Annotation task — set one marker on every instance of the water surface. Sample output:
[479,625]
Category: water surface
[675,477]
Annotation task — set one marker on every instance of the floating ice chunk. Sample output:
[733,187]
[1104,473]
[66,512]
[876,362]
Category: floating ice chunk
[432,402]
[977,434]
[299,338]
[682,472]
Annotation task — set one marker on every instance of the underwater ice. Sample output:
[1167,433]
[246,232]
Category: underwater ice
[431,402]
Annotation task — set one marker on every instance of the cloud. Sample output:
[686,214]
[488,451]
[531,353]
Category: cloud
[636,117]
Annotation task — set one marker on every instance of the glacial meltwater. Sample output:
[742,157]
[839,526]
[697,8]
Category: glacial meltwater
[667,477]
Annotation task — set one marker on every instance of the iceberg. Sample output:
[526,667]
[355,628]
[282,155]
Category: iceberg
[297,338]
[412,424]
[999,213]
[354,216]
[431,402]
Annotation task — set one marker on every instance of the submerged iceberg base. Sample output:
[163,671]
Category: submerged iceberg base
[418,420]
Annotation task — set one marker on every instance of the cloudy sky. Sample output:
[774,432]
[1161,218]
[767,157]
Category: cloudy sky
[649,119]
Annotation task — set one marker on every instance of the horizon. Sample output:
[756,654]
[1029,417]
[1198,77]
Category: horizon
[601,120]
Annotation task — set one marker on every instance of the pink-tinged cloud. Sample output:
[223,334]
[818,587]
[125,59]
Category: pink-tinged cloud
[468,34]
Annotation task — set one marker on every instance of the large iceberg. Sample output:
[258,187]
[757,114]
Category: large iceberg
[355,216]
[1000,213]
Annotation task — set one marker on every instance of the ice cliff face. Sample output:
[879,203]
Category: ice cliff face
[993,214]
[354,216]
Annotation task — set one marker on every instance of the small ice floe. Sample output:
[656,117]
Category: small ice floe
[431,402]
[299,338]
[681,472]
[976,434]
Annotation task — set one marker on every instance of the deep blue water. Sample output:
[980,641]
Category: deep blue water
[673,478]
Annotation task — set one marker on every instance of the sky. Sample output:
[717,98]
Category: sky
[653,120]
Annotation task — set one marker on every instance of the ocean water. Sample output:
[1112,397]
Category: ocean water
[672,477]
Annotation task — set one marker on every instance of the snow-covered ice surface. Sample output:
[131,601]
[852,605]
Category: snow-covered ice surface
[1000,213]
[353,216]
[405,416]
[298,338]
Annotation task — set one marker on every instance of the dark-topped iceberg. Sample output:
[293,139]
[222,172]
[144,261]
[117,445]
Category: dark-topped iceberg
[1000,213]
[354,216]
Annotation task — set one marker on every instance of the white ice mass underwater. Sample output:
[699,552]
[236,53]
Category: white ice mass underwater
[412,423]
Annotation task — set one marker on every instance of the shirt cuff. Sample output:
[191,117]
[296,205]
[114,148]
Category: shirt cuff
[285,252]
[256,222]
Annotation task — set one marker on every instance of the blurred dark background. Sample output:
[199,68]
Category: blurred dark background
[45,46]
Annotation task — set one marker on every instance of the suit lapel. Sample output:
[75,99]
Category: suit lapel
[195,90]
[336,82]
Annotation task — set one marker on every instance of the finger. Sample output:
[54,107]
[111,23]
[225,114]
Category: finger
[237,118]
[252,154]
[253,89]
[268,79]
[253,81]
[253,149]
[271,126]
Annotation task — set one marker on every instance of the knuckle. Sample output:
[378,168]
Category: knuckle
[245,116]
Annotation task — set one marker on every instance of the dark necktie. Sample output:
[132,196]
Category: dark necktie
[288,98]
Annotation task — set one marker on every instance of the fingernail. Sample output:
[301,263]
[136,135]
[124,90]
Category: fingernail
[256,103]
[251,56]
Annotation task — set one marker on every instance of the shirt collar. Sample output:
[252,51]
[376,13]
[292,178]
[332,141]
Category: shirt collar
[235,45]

——————

* TASK: Set down the data once more, word for word.

* ANSWER BELOW:
Annotation task — set one marker on every instance of the water surface. Sample output:
[479,625]
Category: water surface
[675,477]
Annotation task — set one marker on every instance of the floating ice chunk. Sample output:
[733,187]
[1104,473]
[66,512]
[876,362]
Category: floating ice chunk
[432,402]
[977,434]
[299,338]
[682,472]
Annotation task — set one marker on every instance of the underwater ice. Sample output:
[1167,433]
[246,232]
Category: underwater ice
[431,402]
Annotation task — set one marker on every instance of the cloud. Sample output:
[686,214]
[488,451]
[531,353]
Category: cloud
[636,117]
Annotation task — set one marker on every instance of the glacial meltwater. Sample output:
[742,157]
[839,526]
[697,8]
Category: glacial meltwater
[667,477]
Annotation task — set one marker on every instance of the iceberg. Sample output:
[526,667]
[355,628]
[282,155]
Category: iceberg
[297,338]
[412,424]
[999,213]
[354,216]
[431,402]
Annotation task — set one marker on every instance of the submerged iceberg base. Sample output:
[163,671]
Category: submerged iceberg base
[418,420]
Annotation task — set one marker on every instance of the cloudy sky. Sample output:
[774,432]
[1161,218]
[767,157]
Category: cloudy sky
[649,119]
Annotation task — set one marker on every instance of the horizon. Sample output:
[756,654]
[1029,417]
[1198,77]
Category: horizon
[601,120]
Annotation task — set one marker on every instance of the pink-tinged cloud. Sample output:
[223,334]
[818,587]
[125,59]
Category: pink-tinged cloud
[468,34]
Annotation task — set one marker on every instance of the large iceberg. Sample output:
[258,187]
[757,114]
Category: large iceberg
[355,216]
[1000,213]
Annotation task — set one marker on every instance of the ice cliff face. Sample output:
[879,203]
Category: ice cliff face
[993,214]
[354,216]
Annotation task — set one marker on every instance of the small ice floe. Sample output:
[656,117]
Category: small ice floe
[431,402]
[299,338]
[681,472]
[976,434]
Annotation task — set one marker on every instance of the deep blue water. Sample output:
[980,641]
Category: deep blue water
[673,478]
Annotation task — set one marker on every instance of the sky. Sample output:
[717,98]
Category: sky
[653,120]
Annotation task — set one marker on every instance of the ocean water. Sample output:
[1112,397]
Category: ocean water
[672,477]
Annotation task — set one marker on every instance of the snow-covered ice surface. Sample output:
[131,601]
[852,605]
Category: snow-covered ice surface
[1000,213]
[353,216]
[405,416]
[298,338]
Annotation task — set one marker on every instance of the dark-topped iceberg. Sample output:
[293,139]
[222,172]
[144,261]
[117,445]
Category: dark-topped iceberg
[1000,213]
[354,216]
Annotation task — set one marker on every instance of the white ice mass underwater. Sample output:
[699,552]
[236,53]
Category: white ice mass underwater
[412,423]
Annotation task — set one marker on every instance of the shirt cuff. Sample output:
[191,117]
[296,205]
[114,148]
Category: shirt cuff
[285,252]
[256,222]
Annotation task — set one marker on every instance of the blurred dark background. Sample output:
[199,68]
Category: blurred dark background
[45,46]
Annotation task — set one marker on every instance of the suit lapel. Sample output:
[75,99]
Category: suit lapel
[195,90]
[336,82]
Annotation task — set one marker on every instance of the finger. Sample output:
[54,107]
[111,23]
[225,114]
Category: finger
[237,118]
[252,154]
[253,89]
[268,79]
[253,81]
[253,149]
[271,126]
Annotation task — set one marker on every instance of the knuckle. Sample output:
[378,168]
Category: knuckle
[245,116]
Annotation task — set one marker on every instance of the dark necktie. Sample output:
[132,196]
Category: dark necktie
[288,98]
Annotation task — set one marker on every instance of the fingernail. Sample output:
[301,263]
[136,135]
[124,90]
Category: fingernail
[256,103]
[251,56]
Annotation task — set one marker on every instance of the shirt collar. Sample output:
[252,51]
[376,13]
[292,178]
[332,141]
Category: shirt collar
[235,45]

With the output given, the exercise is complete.